4.4 Tijdelijke planologische afwijking

Burgemeester en wethouders kunnen met het oog op een tijdelijke behoefte voor een bepaalde termijn planologische afwijking verlenen van het bestemmingsplan. Een tijdelijke planologische afwijking kan bijvoorbeeld worden verleend voor het plaatsen van een bronbemalingsinstallatie bij de aanleg van infrastructuur, een tijdelijke voorziening voor huisvesting tijdens verbouw of nieuwbouw of voor een andere tijdelijke behoefte.

Een aanvraag om tijdelijke planologische afwijking dient te voldoen aan elk van de algemene voorwaarden zoals hieronder benoemd. Daarnaast kunnen in sommige gevallen nog extra voorwaarden gesteld worden, bijvoorbeeld voor een aanvraag om tijdelijke woonvoorziening of een tijdelijke tweede bedrijfswoning bij een agrarisch bedrijf. Deze voorwaarden staan hieronder genoemd.

Een aanvraag om tijdelijke voorziening dient naast de in deze paragraaf genoemde voorwaarden ook te voldoen aan het algemene kader zoals omschreven onder paragraaf 3.2 Het algemene kader.

4.4.1 Algemeen

  • door het college wordt pas een tijdelijke planologische afwijking verleend indien de tijdelijkheid van de gevraagde planologische afwijking onomstotelijk is aangetoond met objectieve gegevens;

  • een tijdelijke planologische afwijking wordt voor een periode van ten hoogste vier jaar verleend;

  • een tijdelijke voorziening dient binnen drie maanden na gereedkomen van de activiteiten te worden verwijderd;

  • een tijdelijk bouwwerk, geen gebouw zijnde heeft een maximale hoogte van 10 meter;

  • de plaatsing/locatie van een tijdelijke voorziening dient geen belemmering te vormen voor omliggende bedrijven in het kader van de milieuwetgeving;

  • een tijdelijke voorziening moet binnen het bestemmingsvlak voor de betreffende voorziening geplaatst worden;

  • een tijdelijke voorziening dient in beginsel achter de voorgevel, of het verlengde hiervan, van het (bedrijfs)pand geplaatst te worden;

  • voor het plaatsen van een tijdelijke voorziening wordt gestreefd naar bebouwingsconcentratie.

-- Fragmenten uit rijen --
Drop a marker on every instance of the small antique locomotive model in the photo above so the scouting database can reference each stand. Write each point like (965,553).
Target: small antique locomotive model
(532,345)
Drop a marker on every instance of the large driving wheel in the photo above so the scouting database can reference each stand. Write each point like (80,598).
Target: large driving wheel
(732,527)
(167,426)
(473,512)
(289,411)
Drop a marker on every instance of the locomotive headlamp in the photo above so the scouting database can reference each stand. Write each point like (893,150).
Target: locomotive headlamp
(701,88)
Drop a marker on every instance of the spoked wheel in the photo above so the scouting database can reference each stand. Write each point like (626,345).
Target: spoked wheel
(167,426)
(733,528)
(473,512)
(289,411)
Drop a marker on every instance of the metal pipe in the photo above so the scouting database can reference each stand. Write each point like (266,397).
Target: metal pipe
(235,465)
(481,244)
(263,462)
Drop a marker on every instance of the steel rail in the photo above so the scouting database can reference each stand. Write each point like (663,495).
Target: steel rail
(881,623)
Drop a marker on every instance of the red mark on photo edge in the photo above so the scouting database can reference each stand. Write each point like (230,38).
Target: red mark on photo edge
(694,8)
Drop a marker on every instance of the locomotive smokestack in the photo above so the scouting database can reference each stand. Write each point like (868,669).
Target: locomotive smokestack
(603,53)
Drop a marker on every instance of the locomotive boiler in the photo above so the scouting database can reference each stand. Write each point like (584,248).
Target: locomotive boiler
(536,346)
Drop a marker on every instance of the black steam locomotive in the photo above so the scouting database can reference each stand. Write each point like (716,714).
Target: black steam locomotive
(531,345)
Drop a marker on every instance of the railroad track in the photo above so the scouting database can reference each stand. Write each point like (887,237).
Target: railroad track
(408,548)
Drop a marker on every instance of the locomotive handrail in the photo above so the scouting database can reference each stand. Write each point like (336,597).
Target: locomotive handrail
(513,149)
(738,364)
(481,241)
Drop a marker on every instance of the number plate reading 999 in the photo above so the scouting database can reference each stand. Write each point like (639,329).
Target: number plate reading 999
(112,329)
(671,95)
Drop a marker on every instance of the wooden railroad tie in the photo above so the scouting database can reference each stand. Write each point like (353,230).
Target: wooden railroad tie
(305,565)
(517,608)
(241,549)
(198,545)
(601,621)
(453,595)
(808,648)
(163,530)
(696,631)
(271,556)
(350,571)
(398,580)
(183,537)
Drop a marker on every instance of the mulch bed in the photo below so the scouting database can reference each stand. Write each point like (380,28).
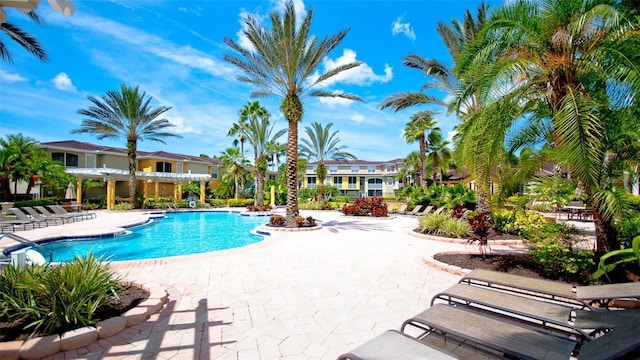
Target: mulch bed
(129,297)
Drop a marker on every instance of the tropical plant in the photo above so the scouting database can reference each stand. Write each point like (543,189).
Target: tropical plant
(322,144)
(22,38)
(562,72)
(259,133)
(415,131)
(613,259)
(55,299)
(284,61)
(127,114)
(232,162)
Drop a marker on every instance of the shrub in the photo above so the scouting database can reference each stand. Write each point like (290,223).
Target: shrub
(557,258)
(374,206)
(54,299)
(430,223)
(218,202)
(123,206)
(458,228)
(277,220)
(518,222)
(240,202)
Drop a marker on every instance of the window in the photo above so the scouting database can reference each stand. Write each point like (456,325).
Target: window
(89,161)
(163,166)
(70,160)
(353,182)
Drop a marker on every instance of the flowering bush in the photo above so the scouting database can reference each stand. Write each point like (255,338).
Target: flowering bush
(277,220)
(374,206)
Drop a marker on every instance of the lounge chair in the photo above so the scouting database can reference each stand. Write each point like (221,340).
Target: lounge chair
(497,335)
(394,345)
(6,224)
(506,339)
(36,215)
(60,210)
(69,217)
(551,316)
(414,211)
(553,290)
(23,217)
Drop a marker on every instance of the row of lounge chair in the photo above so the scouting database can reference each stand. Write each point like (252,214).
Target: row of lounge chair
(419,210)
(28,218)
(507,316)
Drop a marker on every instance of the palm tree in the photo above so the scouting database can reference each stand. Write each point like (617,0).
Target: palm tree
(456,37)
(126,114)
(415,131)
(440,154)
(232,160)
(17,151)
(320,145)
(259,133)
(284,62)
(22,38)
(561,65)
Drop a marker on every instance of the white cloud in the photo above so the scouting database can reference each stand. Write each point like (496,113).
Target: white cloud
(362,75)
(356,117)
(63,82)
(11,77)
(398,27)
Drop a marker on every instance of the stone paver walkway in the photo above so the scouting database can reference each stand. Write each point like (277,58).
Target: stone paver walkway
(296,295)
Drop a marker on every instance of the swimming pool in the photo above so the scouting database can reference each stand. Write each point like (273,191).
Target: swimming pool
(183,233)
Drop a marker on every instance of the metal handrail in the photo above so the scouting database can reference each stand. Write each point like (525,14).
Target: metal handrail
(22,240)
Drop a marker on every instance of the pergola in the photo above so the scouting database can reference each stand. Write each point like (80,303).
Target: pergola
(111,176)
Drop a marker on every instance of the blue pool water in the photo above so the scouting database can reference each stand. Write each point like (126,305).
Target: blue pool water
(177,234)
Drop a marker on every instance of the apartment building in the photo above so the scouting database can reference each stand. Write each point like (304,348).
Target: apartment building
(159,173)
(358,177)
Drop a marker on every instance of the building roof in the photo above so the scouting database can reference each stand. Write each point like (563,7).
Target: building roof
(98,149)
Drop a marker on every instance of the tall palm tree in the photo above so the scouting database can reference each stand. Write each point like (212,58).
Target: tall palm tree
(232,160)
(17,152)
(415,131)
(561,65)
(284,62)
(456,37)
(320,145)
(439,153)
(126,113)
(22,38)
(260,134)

-- Uit te voeren taken --
• A. Zet de alinea die begint met "Burgemeester en wethouders kunnen met het oog op" uit de tekst over tijdelijke planologische afwijking hierboven om in een korte opsomming. Behoud daarbij de belangrijkste feiten.
• B. Noem in het kort alle voorwaarden die de tekst over tijdelijke planologische afwijking opsomt onder "4.4.1 Algemeen".

-- De antwoorden --
• A.
- Burgemeester en wethouders kunnen bij een tijdelijke behoefte voor een bepaalde termijn planologische afwijking van het bestemmingsplan verlenen.
- Voorbeelden daarvan zijn:
  - het plaatsen van een bronbemalingsinstallatie bij de aanleg van infrastructuur
  - een tijdelijke voorziening voor huisvesting tijdens verbouw of nieuwbouw
  - een andere tijdelijke behoefte

• B.
1. Het college verleent de afwijking pas als de tijdelijkheid onomstotelijk is aangetoond met objectieve gegevens.
2. De afwijking wordt voor ten hoogste vier jaar verleend.
3. De tijdelijke voorziening moet binnen drie maanden na het gereedkomen van de activiteiten worden verwijderd.
4. Een tijdelijk bouwwerk dat geen gebouw is, mag maximaal 10 meter hoog zijn.
5. De plaatsing of locatie mag omliggende bedrijven niet belemmeren in het kader van de milieuwetgeving.
6. De voorziening moet binnen het bestemmingsvlak voor de betreffende voorziening worden geplaatst.
7. De voorziening wordt in beginsel achter de voorgevel van het (bedrijfs)pand of het verlengde daarvan geplaatst.
8. Er wordt gestreefd naar bebouwingsconcentratie.